I agree that the easiest box to install as well as fit and finish decides what box I use. In this case, I felt this box would be easiest to install. Knowing the structure(timber frame barn) there is no reliable way to know if or where you will find a stud. All I knew going in is that a double gang box was already there and there was an outlet who's plastic was disintegrating, causing sparks. I didn't know if the box was metal or plastic, nailed to a stud of floating in the middle of a cavity, none of that. As I mentioned, I have a distrust in metal old work boxes. The mounting system on plastic old work boxes I find to be more reliable.


----------



## pappagor (Jan 29, 2008)

i thought all states lic sparky and plumbers
the only blue box i ever see is the 19 cent ones from the big box hors.
all thoe there are towns around here that do not require a permit at all for new homes :no::blink:


----------



## Dustincoc (Sep 14, 2011)

pappagor said:


> i thought all states lic sparky and plumbers
> the only blue box i ever see is the 19 cent ones from the big box hors.
> all thow there are towns around here that do not require a permit at all for new homes :no::blink:


Not NY. No state issued contractor licences at all.


----------



## pappagor (Jan 29, 2008)

i would have never thought that from a union state like ny


----------



## woodchuck2 (Feb 27, 2008)

Stored data —
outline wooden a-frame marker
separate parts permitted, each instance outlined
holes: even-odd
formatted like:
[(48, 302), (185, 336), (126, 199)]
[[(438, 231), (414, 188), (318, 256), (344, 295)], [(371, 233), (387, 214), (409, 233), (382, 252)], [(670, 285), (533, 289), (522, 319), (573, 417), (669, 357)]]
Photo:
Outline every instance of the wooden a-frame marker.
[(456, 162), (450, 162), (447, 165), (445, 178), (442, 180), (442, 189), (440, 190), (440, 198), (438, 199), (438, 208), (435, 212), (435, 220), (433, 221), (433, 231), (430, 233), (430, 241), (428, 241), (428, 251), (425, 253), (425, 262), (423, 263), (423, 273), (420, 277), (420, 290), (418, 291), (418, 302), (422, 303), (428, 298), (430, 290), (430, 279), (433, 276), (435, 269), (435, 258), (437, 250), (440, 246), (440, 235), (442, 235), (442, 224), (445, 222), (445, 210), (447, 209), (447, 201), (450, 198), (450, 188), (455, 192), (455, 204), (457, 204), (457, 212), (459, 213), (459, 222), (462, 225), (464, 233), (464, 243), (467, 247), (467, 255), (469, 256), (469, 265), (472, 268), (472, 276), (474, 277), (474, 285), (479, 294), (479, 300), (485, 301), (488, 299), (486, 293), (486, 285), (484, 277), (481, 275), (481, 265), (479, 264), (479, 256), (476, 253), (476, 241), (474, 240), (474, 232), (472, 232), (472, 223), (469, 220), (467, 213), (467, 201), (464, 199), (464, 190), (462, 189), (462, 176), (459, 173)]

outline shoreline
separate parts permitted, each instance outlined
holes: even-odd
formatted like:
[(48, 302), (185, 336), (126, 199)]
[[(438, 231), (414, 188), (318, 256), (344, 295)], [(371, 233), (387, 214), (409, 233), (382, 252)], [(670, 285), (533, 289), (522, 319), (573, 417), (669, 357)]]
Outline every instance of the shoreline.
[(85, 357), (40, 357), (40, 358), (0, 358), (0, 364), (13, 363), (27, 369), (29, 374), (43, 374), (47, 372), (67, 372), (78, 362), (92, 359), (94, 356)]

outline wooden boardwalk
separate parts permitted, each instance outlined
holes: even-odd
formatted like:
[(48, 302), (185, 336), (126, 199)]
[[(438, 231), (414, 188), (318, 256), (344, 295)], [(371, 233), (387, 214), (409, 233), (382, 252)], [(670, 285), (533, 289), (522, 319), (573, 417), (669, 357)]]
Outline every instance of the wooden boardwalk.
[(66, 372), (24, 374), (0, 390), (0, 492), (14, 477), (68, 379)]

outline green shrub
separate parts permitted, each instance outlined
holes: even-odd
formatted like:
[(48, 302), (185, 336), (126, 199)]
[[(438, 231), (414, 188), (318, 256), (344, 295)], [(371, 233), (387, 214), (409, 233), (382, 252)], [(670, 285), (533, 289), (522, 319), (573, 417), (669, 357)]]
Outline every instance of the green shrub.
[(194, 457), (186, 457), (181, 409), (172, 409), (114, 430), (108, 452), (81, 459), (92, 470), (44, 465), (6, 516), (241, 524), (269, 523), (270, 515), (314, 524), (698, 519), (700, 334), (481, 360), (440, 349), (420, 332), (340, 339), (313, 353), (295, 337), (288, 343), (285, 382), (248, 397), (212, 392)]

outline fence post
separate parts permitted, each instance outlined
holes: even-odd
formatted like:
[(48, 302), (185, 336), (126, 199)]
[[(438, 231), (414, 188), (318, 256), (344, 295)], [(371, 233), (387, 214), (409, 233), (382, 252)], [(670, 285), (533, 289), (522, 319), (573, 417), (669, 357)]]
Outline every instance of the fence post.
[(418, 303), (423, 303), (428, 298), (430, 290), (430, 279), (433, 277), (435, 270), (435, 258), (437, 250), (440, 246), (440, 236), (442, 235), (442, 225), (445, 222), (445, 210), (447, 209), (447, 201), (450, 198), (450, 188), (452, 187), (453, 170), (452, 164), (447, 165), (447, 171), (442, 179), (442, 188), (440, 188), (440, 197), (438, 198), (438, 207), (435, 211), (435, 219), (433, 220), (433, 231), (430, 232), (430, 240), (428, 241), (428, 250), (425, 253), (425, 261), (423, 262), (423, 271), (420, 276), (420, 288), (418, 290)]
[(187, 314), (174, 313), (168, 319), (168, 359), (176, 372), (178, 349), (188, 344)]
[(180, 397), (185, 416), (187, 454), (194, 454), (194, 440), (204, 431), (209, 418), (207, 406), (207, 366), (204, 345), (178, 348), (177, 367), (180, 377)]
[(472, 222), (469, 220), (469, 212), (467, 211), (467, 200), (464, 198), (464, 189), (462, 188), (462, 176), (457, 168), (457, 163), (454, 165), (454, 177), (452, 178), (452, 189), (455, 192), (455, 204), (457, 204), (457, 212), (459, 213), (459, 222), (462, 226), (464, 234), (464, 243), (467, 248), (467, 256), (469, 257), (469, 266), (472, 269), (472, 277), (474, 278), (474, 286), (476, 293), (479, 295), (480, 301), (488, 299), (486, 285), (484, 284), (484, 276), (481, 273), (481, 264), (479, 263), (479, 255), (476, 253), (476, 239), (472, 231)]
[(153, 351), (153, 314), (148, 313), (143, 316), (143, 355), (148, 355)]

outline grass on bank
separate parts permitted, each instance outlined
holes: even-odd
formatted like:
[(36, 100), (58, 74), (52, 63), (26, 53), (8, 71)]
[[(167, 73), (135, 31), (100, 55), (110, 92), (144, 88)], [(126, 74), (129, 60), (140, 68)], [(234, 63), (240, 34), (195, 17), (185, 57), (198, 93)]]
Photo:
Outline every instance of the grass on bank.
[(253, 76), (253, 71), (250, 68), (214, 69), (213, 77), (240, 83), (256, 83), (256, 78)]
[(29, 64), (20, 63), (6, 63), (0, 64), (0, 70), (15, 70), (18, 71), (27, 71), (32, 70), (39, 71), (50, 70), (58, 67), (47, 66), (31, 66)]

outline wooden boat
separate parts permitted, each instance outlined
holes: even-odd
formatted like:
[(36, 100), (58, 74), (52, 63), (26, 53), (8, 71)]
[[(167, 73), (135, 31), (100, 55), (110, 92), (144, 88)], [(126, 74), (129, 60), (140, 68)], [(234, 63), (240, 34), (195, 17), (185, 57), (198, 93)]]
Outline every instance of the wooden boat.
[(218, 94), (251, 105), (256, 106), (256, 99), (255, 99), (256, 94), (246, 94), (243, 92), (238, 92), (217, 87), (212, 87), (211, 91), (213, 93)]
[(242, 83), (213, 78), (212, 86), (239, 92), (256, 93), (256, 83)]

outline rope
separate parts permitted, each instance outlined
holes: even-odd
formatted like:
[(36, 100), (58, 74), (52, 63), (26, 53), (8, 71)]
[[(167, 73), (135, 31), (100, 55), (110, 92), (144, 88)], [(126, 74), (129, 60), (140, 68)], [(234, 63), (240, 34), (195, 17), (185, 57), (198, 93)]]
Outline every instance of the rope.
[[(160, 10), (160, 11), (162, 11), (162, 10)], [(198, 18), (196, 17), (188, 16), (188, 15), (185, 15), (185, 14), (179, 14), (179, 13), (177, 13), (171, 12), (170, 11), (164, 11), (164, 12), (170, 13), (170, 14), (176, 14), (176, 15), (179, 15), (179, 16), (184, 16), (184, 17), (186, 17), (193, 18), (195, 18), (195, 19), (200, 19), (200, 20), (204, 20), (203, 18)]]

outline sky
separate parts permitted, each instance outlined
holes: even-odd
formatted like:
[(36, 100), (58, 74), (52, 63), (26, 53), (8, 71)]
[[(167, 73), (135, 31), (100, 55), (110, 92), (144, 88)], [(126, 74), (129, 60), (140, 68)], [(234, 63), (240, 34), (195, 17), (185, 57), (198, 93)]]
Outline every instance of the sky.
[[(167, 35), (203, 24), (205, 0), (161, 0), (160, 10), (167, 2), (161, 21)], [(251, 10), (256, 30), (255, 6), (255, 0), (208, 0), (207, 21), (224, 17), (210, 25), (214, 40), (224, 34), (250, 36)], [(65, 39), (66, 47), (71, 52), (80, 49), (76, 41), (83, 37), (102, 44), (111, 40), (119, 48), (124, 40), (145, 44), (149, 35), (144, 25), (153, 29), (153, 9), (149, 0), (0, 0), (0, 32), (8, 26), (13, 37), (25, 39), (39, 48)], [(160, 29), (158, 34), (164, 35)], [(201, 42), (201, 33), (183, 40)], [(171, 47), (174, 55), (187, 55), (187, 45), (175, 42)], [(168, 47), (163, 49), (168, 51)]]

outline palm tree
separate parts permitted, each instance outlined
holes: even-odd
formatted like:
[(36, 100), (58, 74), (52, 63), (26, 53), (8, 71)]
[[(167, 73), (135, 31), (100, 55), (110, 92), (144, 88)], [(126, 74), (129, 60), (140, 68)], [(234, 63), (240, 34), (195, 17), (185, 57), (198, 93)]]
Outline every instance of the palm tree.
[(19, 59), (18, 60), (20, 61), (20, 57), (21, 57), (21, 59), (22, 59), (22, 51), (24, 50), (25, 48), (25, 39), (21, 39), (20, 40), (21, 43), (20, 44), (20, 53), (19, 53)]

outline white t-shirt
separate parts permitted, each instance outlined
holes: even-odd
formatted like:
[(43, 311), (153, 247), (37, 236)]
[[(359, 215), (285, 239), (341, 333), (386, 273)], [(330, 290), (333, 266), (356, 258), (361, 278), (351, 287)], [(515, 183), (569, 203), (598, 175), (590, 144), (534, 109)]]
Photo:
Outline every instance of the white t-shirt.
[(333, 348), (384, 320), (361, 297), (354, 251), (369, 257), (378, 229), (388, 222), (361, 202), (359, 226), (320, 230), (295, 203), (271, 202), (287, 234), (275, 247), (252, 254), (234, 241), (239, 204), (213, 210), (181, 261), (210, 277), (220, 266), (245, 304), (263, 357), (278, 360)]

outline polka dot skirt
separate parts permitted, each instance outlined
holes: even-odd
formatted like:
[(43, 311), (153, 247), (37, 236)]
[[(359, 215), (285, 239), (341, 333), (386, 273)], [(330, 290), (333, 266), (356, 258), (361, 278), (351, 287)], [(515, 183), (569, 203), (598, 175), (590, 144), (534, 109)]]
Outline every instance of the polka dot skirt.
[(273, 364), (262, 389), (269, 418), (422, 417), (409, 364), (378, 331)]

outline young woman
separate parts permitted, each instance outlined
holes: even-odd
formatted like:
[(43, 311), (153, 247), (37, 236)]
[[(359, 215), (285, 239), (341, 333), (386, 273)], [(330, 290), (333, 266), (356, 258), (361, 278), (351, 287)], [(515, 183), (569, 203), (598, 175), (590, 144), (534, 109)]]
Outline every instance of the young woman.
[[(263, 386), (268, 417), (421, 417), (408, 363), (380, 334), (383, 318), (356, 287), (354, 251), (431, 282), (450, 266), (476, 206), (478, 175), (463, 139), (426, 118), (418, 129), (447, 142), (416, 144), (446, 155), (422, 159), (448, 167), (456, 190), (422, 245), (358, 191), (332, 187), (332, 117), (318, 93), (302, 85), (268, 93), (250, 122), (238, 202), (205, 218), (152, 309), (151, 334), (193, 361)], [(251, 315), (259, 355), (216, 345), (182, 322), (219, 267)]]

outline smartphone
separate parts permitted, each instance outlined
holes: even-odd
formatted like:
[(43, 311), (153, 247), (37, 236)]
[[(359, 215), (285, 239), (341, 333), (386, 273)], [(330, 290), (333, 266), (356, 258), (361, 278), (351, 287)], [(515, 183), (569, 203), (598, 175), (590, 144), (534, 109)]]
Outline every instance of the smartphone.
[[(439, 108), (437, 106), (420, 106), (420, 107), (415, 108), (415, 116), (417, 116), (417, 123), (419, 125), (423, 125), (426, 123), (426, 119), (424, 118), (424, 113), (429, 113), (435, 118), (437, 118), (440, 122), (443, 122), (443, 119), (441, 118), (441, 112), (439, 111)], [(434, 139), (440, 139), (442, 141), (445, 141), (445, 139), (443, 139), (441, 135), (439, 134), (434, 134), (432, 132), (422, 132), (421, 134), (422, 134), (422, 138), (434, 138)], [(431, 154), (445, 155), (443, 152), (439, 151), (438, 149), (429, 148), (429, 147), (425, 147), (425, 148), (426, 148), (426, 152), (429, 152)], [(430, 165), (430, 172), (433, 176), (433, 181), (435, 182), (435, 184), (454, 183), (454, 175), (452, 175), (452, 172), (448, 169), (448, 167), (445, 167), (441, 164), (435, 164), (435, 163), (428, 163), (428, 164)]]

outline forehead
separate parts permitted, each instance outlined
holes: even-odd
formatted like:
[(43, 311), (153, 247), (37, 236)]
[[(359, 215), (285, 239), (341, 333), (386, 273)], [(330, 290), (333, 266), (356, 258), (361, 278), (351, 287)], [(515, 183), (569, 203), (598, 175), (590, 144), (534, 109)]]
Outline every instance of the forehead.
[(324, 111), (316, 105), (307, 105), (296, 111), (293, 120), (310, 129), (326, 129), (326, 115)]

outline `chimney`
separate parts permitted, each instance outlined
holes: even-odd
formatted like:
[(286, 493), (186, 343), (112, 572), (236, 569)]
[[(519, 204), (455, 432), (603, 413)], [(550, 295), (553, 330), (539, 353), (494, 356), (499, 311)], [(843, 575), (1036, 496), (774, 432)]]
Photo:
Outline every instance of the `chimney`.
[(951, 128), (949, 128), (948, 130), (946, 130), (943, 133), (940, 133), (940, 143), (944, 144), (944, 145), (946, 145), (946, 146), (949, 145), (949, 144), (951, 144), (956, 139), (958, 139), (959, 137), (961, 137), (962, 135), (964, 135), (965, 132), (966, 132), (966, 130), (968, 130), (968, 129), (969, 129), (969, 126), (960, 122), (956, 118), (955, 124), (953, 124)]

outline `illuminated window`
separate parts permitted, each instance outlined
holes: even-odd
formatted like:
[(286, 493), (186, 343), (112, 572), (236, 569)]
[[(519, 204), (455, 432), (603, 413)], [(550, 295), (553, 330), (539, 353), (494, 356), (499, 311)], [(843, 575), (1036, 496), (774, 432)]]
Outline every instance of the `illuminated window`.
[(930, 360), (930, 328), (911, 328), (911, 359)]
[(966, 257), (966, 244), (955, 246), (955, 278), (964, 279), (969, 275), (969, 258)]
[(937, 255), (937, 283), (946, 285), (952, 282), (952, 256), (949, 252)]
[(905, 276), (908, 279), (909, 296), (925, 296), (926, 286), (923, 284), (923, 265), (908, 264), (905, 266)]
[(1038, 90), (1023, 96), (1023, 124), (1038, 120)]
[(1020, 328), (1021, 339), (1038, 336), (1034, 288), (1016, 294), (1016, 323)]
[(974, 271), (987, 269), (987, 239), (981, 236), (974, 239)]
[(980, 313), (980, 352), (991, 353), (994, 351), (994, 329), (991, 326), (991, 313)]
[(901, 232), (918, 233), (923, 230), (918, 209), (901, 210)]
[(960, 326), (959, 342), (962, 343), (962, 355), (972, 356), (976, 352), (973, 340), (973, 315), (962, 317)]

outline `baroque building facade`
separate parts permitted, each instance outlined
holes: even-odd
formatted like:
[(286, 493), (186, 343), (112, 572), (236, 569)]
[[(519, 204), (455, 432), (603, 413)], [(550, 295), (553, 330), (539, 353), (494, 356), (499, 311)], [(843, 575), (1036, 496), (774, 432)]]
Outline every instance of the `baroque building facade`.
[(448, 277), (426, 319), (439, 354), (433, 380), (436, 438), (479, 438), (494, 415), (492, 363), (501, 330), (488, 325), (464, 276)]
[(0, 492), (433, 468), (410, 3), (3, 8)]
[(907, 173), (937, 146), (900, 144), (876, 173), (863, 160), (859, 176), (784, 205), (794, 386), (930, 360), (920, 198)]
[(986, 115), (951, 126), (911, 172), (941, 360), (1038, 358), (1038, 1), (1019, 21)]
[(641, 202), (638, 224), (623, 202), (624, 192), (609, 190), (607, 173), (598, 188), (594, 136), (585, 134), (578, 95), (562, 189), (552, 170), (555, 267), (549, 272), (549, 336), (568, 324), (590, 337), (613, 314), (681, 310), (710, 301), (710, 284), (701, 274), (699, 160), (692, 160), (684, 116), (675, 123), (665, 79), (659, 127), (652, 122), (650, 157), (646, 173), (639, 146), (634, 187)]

To be done —
(1) Answer these questions about the forum thread on electrical boxes, one line each:
(a) What kind of structure was the box installed in?
(b) What was happening to the outlet that was already in the double gang box?
(c) Which state does Dustincoc say issues no state contractor licenses?
(2) Write out the part of the forum thread on electrical boxes from "I agree that" up to and including "be more reliable.".
(3) Continue the forum thread on electrical boxes from its last line.

Results —
(1)
(a) A timber frame barn.
(b) Its plastic was disintegrating, causing sparks.
(c) NY.

(2)
I agree that the easiest box to install as well as fit and finish decides what box I use. In this case, I felt this box would be easiest to install. Knowing the structure(timber frame barn) there is no reliable way to know if or where you will find a stud. All I knew going in is that a double gang box was already there and there was an outlet who's plastic was disintegrating, causing sparks. I didn't know if the box was metal or plastic, nailed to a stud of floating in the middle of a cavity, none of that. As I mentioned, I have a distrust in metal old work boxes. The mounting system on plastic old work boxes I find to be more reliable.

(3)
Surprisingly NY does not require a license. They leave it up to local Governments to enforce any kind of a license. Even then most do not require permits. The only thing required is a rough/final inspection to obtain a CO. The building inspectors have no say in the wiring other than they need to see a sticker either on the panel or at least a window/door. I prefer the electric inspector place the sticker on the panel. Hack work?? Yup, see lots of it. I prefer to get inspections even when not required just to help cover my butt. Inspections also reassure the HO that the job was done properly. Some balk at the cost and feel it is not necessary but i still do it anyway, in the end they are happy.


----------



## pappagor (Jan 29, 2008)

what are your coast if you want to have a inspection done on your job .
and how long dose it take you to get some one out to do it.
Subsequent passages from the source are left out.